**Source extract**
════
The Oakland A’s have a young star in Matt Chapman. His power, patience and elite defense make him one of the best players in the league, and he should remain so for at least a few years. He is off to a torrid start to his career, having put up six-win seasons in each of his first two full years. Still, many excellent players have started great and settled into good or just average as they get into their thirties. Can Matt Chapman be more than that? Sure. Here’s how he might forge a path to the Hall of Fame.

While “Hall of Famer” is a moving target with shifting standards, one useful benchmark is Wins Above Replacement (WAR). Sixty WAR is generally considered to be at least in the Hall of Fame conversation and 70 means you have a good chance. So let’s see if we can get Chapman up into that range. According to Fangraphs, Chapman has 15.5 WAR, but by Baseball Reference’s calculation, he’s just shy of 20. If he can rattle off another five seasons like the one he just had, he would already have a borderline case according to BR, and another three seasons away for Fangraphs.

However, that level of consistency is hard to maintain for all the normal reasons: injuries, slumps, skill slippage to name the three most common. Hall of Fame careers are remarkable in that there are so many ways for a career to come off the rails – excellence is rare enough, but sustained excellence is a true rarity. Also, and perhaps this will change, the steady Eddies tend to not do as well in Hall of Fame voting. What Chapman would need, then is to find a higher summit, maybe win an MVP or two, with an attention getting peak with some 4-6 win seasons on the other side of it as well.

How can an elite player get better? His defense is already top notch, he’s unlikely to suddenly become fast, and his power and patience seem to have found their level (though he could roll some big home run totals in future years). The stat that could lift him to a monster year is batting average.

Some of that can come from luck, but if he wants to up his game in a sustainable way, the best way might be to learn to lay off high or outside pitches. Teammate Mark Canha stopped swinging at outside offerings and had a breakout year. If Chapman could do the same, he could find more power and get on base more. Same goes for pitches above the strike zone. He rarely does any damage on either type of pitch, and so there is no downside to letting those go by, especially because he can hone in on the pitches he does want.
════
**Information shown**
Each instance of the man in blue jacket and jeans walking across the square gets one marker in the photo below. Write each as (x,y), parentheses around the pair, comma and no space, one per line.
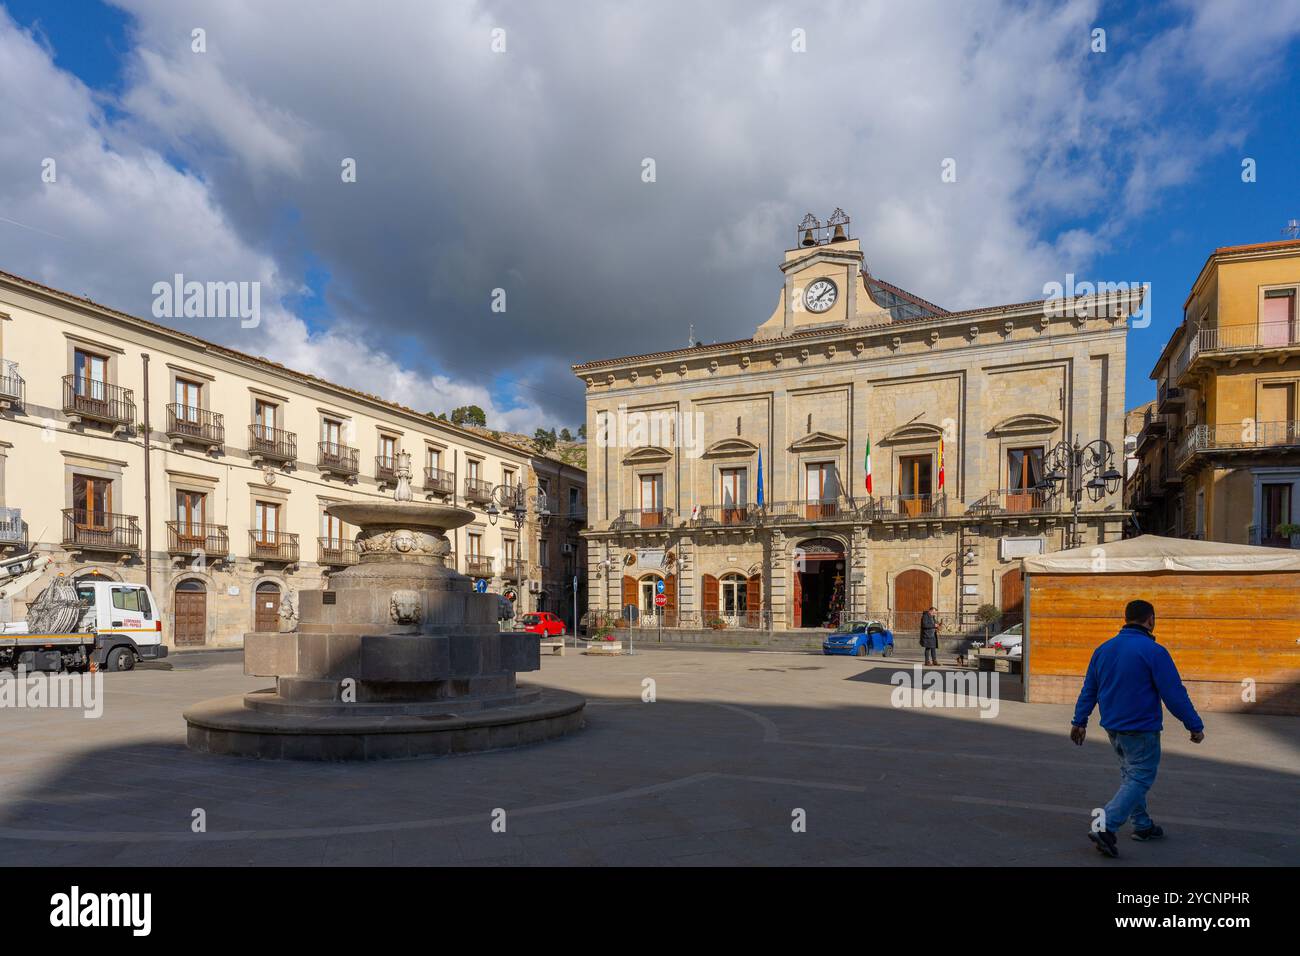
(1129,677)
════
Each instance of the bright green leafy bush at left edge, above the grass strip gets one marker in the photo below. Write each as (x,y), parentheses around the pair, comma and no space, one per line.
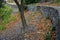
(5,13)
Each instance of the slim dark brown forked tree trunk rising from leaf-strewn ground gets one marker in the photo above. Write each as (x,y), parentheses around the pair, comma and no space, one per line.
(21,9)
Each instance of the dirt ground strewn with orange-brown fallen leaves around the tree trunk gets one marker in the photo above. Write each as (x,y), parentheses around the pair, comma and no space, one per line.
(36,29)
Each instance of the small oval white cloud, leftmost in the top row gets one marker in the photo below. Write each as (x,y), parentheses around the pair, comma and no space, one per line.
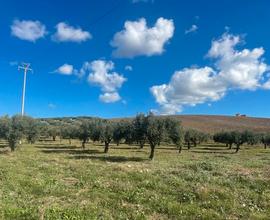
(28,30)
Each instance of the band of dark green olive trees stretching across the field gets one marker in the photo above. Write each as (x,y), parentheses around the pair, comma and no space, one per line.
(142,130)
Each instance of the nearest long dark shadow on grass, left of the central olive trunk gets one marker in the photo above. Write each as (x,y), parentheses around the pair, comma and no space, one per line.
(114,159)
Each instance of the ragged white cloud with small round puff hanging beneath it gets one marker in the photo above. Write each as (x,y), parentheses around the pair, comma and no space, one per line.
════
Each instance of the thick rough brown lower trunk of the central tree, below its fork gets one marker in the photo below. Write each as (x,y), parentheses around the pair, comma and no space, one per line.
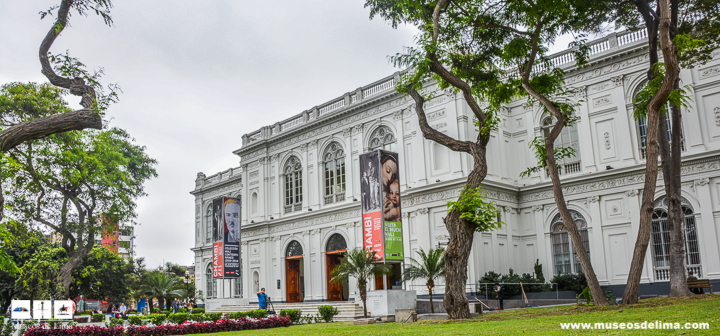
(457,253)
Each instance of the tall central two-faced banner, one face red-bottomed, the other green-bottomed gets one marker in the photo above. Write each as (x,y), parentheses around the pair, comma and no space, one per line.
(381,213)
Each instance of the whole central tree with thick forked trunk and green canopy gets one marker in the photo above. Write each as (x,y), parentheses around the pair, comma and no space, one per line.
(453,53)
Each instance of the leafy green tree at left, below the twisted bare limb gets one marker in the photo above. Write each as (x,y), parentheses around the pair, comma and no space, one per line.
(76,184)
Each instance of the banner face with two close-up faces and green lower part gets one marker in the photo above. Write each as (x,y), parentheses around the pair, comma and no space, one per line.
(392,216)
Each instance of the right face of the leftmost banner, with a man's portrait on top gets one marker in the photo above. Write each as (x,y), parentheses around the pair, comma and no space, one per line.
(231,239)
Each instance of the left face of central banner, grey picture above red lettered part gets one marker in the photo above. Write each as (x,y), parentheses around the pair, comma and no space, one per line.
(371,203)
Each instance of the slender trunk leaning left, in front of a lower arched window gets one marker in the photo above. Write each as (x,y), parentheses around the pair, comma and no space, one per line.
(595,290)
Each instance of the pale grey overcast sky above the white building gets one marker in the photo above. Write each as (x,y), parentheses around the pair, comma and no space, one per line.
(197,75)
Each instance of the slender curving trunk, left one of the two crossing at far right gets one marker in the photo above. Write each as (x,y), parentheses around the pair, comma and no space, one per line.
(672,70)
════
**Problem requirements**
Rewrite the passage on Matt Chapman from "However, that level" up to and including "is batting average.", putting "on-base percentage" in place of "batting average".

**Answer area**
However, that level of consistency is hard to maintain for all the normal reasons: injuries, slumps, skill slippage to name the three most common. Hall of Fame careers are remarkable in that there are so many ways for a career to come off the rails – excellence is rare enough, but sustained excellence is a true rarity. Also, and perhaps this will change, the steady Eddies tend to not do as well in Hall of Fame voting. What Chapman would need, then is to find a higher summit, maybe win an MVP or two, with an attention getting peak with some 4-6 win seasons on the other side of it as well.

How can an elite player get better? His defense is already top notch, he’s unlikely to suddenly become fast, and his power and patience seem to have found their level (though he could roll some big home run totals in future years). The stat that could lift him to a monster year is on-base percentage.